GOAL – Omit every picture while repeating the entries exactly.

AVAILABLE RECORDS –
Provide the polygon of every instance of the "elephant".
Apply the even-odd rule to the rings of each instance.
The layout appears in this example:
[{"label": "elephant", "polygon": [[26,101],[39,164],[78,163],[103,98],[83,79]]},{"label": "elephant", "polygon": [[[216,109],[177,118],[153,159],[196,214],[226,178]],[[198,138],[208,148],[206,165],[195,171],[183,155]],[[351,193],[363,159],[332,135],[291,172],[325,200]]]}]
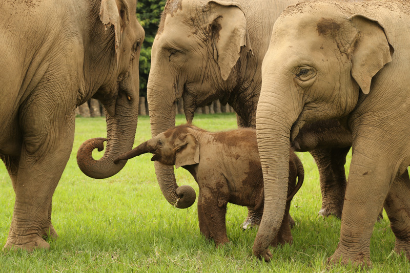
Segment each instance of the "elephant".
[{"label": "elephant", "polygon": [[[274,23],[286,7],[297,2],[169,0],[152,46],[147,85],[152,136],[175,126],[179,98],[188,122],[197,108],[219,99],[235,110],[239,127],[255,128],[262,61]],[[341,216],[348,151],[331,145],[311,151],[319,170],[319,214],[324,216]],[[170,203],[183,208],[194,203],[194,199],[188,199],[193,189],[178,187],[172,166],[156,161],[155,167]],[[248,209],[244,228],[261,217]]]},{"label": "elephant", "polygon": [[305,124],[336,119],[352,133],[353,153],[340,240],[328,262],[371,266],[382,206],[395,250],[410,258],[408,10],[402,1],[315,1],[289,7],[275,23],[256,112],[266,196],[257,257],[271,259],[281,225],[290,140]]},{"label": "elephant", "polygon": [[106,110],[102,158],[85,160],[103,138],[78,154],[87,175],[119,172],[125,162],[114,159],[134,142],[144,38],[136,1],[57,2],[0,5],[0,158],[16,195],[7,249],[48,249],[43,238],[57,237],[51,201],[72,150],[76,107],[92,97]]},{"label": "elephant", "polygon": [[[228,203],[263,214],[263,179],[255,129],[213,133],[183,124],[158,134],[118,156],[114,162],[147,153],[154,154],[152,161],[175,165],[177,169],[181,166],[192,175],[199,187],[199,230],[217,246],[229,241],[225,222]],[[292,150],[290,158],[286,209],[278,235],[271,243],[273,246],[293,241],[289,209],[291,201],[303,184],[304,171]],[[191,197],[195,198],[195,193]]]}]

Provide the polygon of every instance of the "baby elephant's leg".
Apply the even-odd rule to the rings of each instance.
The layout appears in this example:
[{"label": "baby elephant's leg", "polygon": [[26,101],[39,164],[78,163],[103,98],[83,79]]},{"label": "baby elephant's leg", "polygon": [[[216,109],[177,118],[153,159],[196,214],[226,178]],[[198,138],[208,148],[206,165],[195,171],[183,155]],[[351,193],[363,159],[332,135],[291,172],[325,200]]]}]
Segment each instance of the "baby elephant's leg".
[{"label": "baby elephant's leg", "polygon": [[212,239],[217,246],[229,242],[227,235],[225,216],[228,199],[221,198],[215,189],[199,188],[198,217],[199,230],[207,239]]}]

THE COMPLETED TASK –
Provide the polygon of every instance of the "elephant".
Apply the even-odd rule to the rings of each instance.
The layout appears in this example:
[{"label": "elephant", "polygon": [[26,101],[39,164],[78,163],[103,98],[83,79]]},{"label": "elephant", "polygon": [[[216,109],[177,118],[153,159],[196,214],[226,178]],[[198,138],[208,148],[206,165],[195,171],[183,155]],[[351,193],[363,159],[332,135],[291,172],[325,200]]]}]
Segment each instance of the "elephant".
[{"label": "elephant", "polygon": [[[274,23],[286,7],[297,2],[169,0],[152,46],[147,85],[152,136],[175,126],[179,98],[188,122],[197,108],[219,99],[235,110],[239,127],[255,128],[262,61]],[[341,216],[348,151],[331,145],[311,151],[319,170],[319,214],[324,216]],[[170,203],[183,208],[194,203],[194,199],[188,199],[193,189],[178,187],[172,166],[156,161],[155,167]],[[248,209],[244,228],[261,217]]]},{"label": "elephant", "polygon": [[305,124],[336,119],[352,133],[353,153],[340,240],[328,262],[371,266],[382,206],[395,250],[410,258],[408,10],[402,1],[315,1],[289,7],[275,23],[256,112],[266,196],[257,257],[271,259],[281,225],[290,140]]},{"label": "elephant", "polygon": [[106,110],[102,158],[85,160],[103,138],[78,154],[87,175],[119,172],[125,162],[114,159],[134,142],[144,38],[136,1],[57,2],[0,5],[0,158],[16,195],[7,249],[48,249],[43,238],[57,237],[51,201],[72,150],[76,107],[92,97]]},{"label": "elephant", "polygon": [[[228,203],[263,214],[263,179],[255,129],[213,133],[183,124],[158,134],[118,156],[114,162],[147,153],[154,154],[152,161],[175,165],[177,169],[181,166],[192,175],[199,187],[199,230],[217,246],[229,241],[225,222]],[[292,150],[290,158],[286,209],[278,235],[271,243],[273,246],[293,241],[289,209],[291,201],[303,184],[304,171]],[[191,197],[195,198],[195,193]]]}]

Provide the polygon of every instance of the "baby elephant's leg".
Apply the even-odd rule to the rings of each instance.
The layout appears in this example:
[{"label": "baby elephant's leg", "polygon": [[26,101],[39,164],[78,163],[103,98],[83,79]]},{"label": "baby elephant's leg", "polygon": [[[216,109],[177,118],[153,159],[196,214],[226,178]],[[198,138],[208,148],[206,165],[195,171],[183,155]],[[351,193],[363,159],[332,135],[291,172],[325,200]]]}]
Segment each instance of the "baby elephant's leg".
[{"label": "baby elephant's leg", "polygon": [[212,239],[217,246],[229,242],[227,235],[225,216],[228,199],[221,198],[215,189],[199,188],[198,217],[199,230],[207,239]]}]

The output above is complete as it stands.